_Input_:

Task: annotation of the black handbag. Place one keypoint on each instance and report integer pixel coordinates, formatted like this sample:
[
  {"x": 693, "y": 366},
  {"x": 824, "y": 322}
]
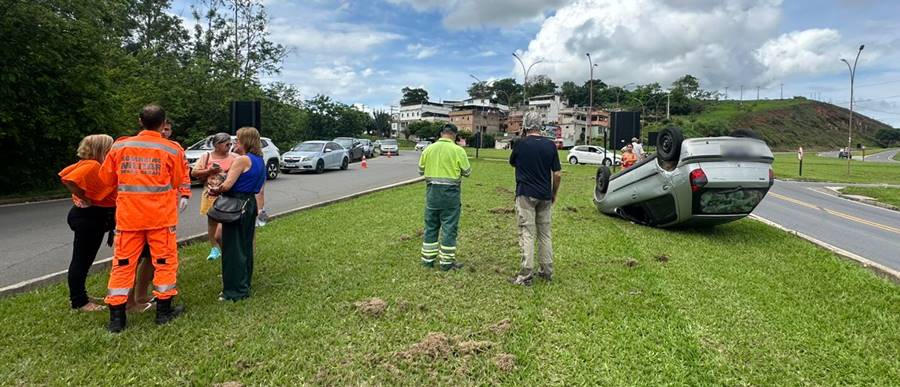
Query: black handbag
[{"x": 227, "y": 209}]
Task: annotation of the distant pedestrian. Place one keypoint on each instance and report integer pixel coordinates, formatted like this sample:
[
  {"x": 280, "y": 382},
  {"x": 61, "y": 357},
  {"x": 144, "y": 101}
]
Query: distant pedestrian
[
  {"x": 628, "y": 157},
  {"x": 637, "y": 148},
  {"x": 148, "y": 171},
  {"x": 212, "y": 169},
  {"x": 92, "y": 215},
  {"x": 538, "y": 174},
  {"x": 245, "y": 180},
  {"x": 443, "y": 164}
]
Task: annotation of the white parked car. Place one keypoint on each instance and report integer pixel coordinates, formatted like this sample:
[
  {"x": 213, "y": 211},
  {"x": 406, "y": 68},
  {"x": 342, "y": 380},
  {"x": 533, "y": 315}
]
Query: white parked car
[
  {"x": 271, "y": 154},
  {"x": 421, "y": 145},
  {"x": 592, "y": 154}
]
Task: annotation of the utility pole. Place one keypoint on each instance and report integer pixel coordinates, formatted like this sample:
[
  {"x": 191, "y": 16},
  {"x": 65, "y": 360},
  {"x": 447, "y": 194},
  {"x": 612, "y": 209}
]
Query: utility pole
[{"x": 850, "y": 128}]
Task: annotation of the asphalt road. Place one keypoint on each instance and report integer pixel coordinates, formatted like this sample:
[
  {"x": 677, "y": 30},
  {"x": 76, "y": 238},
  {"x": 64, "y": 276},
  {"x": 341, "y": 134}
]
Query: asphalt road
[
  {"x": 36, "y": 240},
  {"x": 868, "y": 231},
  {"x": 880, "y": 157}
]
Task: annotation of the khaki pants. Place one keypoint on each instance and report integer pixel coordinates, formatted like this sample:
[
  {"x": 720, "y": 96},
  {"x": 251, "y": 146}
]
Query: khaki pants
[{"x": 534, "y": 219}]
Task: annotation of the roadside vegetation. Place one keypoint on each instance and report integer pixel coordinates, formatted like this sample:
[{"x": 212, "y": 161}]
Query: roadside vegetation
[
  {"x": 339, "y": 303},
  {"x": 816, "y": 168},
  {"x": 882, "y": 194}
]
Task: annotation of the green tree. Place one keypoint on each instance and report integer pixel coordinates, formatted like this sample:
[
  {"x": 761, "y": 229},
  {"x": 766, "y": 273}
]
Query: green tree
[{"x": 413, "y": 96}]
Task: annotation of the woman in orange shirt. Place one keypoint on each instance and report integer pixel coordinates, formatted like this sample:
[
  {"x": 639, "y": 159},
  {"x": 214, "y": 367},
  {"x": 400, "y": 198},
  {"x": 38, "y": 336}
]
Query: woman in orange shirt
[{"x": 92, "y": 216}]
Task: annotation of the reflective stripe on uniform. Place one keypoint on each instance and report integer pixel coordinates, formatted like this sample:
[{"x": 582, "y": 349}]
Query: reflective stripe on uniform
[
  {"x": 442, "y": 180},
  {"x": 118, "y": 291},
  {"x": 144, "y": 188},
  {"x": 147, "y": 145}
]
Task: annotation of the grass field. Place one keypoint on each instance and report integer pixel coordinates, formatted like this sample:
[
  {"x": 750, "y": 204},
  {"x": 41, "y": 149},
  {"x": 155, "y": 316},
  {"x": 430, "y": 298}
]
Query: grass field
[
  {"x": 885, "y": 195},
  {"x": 741, "y": 304},
  {"x": 817, "y": 168}
]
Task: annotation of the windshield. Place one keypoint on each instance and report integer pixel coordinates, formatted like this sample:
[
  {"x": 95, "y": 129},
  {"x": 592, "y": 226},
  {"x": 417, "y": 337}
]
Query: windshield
[
  {"x": 308, "y": 147},
  {"x": 346, "y": 143}
]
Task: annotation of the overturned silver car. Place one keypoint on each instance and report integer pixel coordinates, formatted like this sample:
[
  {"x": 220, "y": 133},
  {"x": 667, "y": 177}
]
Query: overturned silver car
[{"x": 699, "y": 181}]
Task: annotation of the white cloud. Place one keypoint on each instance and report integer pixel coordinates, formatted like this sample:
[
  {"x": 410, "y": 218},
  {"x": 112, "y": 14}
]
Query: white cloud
[
  {"x": 420, "y": 51},
  {"x": 460, "y": 14},
  {"x": 336, "y": 38}
]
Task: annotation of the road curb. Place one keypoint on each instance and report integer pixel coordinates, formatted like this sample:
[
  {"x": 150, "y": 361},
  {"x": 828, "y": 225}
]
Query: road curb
[
  {"x": 878, "y": 268},
  {"x": 103, "y": 264}
]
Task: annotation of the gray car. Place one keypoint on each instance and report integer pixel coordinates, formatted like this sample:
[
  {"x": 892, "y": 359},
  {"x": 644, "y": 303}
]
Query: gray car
[
  {"x": 315, "y": 156},
  {"x": 699, "y": 181}
]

_Aim_: Locate the line with "Task: annotation of the overturned" in the entries above; extract it and every line after it, verbatim.

_Finished task_:
Task: annotation of the overturned silver car. Place one keypoint on each instance and report integer pixel coordinates, formatted like this sample:
[
  {"x": 220, "y": 133},
  {"x": 667, "y": 177}
]
Query: overturned silver car
[{"x": 699, "y": 181}]
Task: annotation of the white cloud. Place one keypoint on each instance and report integer pixel coordinates, formatted like this sample:
[
  {"x": 410, "y": 218},
  {"x": 112, "y": 14}
]
Query: white cloud
[
  {"x": 420, "y": 51},
  {"x": 460, "y": 14},
  {"x": 336, "y": 38}
]
Task: annotation of the road curb. Place one keypoint on each instance and report integer pixel coordinates, formatted like this sample:
[
  {"x": 150, "y": 361},
  {"x": 828, "y": 225}
]
Query: road curb
[
  {"x": 878, "y": 268},
  {"x": 103, "y": 264}
]
Task: annotation of the gray car. Place one keypoint on each instance and report integer pixel coordinates, formatted like this sample:
[
  {"x": 892, "y": 359},
  {"x": 644, "y": 303}
]
Query: gray car
[
  {"x": 315, "y": 156},
  {"x": 699, "y": 181}
]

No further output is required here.